-- Excerpt to read --
+++
Teen Actors Take On Racism And Police Violence In A New Play About The Dallas Ambush

A year after five police officers were killed during an otherwise peaceful protest, the doctor who treated many of the injured reflects on his role as a healer and an African-American man.

By Jill AmentJuly 7, 2017 1:08 pm,

As the sun was setting on the city of Dallas on July 7, 2016, few noticed the SUV parked sideways on Lamar Street, its flashers blinking.

The street was virtually empty, cleared out for a protest in response to the police shootings of two black men a few days earlier in Louisiana and Minnesota. The Dallas protest was one of many scheduled in big cities across the nation.  

As the protest ended, the first shots rang out, then a fusillade. In the flurry of more than 200 bullets, it was hard to tell where the shots were coming from, and who were the good guys.

Nearly 100 police officers were on the scene, but no one was sure how many shooters there were. Five law enforcement officers were killed, seven other officers and two civilians were injured, as ambulances and police sirens began to drown out the sound of gunfire.
+++
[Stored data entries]

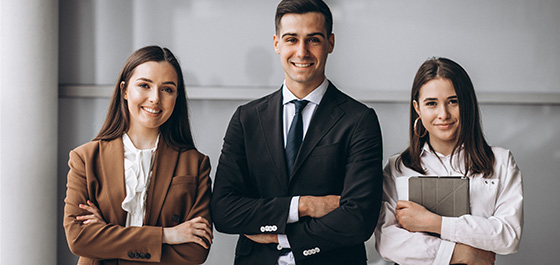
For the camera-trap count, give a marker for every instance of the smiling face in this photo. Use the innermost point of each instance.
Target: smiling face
(151, 94)
(438, 108)
(303, 46)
+++
-- Your tasks --
1 > In the article about the Dallas ambush, where was the SUV with its flashers blinking parked?
2 > Print the portion of the Dallas ambush article that begins with the words containing "As the sun was" and ends with "sound of gunfire.".
3 > Carry on the article about the Dallas ambush from the point where it stops.

-- Task responses --
1 > It was parked sideways on Lamar Street.

2 >
As the sun was setting on the city of Dallas on July 7, 2016, few noticed the SUV parked sideways on Lamar Street, its flashers blinking.

The street was virtually empty, cleared out for a protest in response to the police shootings of two black men a few days earlier in Louisiana and Minnesota. The Dallas protest was one of many scheduled in big cities across the nation.  

As the protest ended, the first shots rang out, then a fusillade. In the flurry of more than 200 bullets, it was hard to tell where the shots were coming from, and who were the good guys.

Nearly 100 police officers were on the scene, but no one was sure how many shooters there were. Five law enforcement officers were killed, seven other officers and two civilians were injured, as ambulances and police sirens began to drown out the sound of gunfire.

3 >
There was a standoff with a lone gunman holed up in a nearby college building. After trying for more than two hours to negotiate a surrender, the Dallas police chief ordered a robot packed with explosives to go into the building and take out the gunman. The tactic worked, but the night was far from over.

Dr. Brian Williams was in charge of the emergency room at Parkland Hospital. Williams suddenly found himself not just on the front lines of history, but at the center of circumstances he had been thinking about for weeks.

Long before this night of July 7 , Williams had been shaken by stories of black men being killed by police. Now, it was up to him to care for seven critically injured officers shot by someone looking for revenge.

Williams kept his emotions in check as he worked against the clock to save lives.

Days later, Williams sat on a panel at a press conference, alongside nurses and other doctors just like him. But there was one important difference: everyone else on that panel was white.  

Truth is, Williams didn’t really want to be there. He’s never been big on the spotlight, but he decided this press conference was part of his duty – a duty that went beyond his role as a medical doctor; a duty to heal.

“I understand the anger and the frustration and distrust of law enforcement,” Williams said at the press conference. “But they are not the problem. The problem is the lack of open discussions about the impact of race relations in this country.”

Sometime later, at a young actors’ theater in another part of Dallas, an informal discussion among teenagers evolved into an idea for a play. It would be a kind of documentary written for the stage.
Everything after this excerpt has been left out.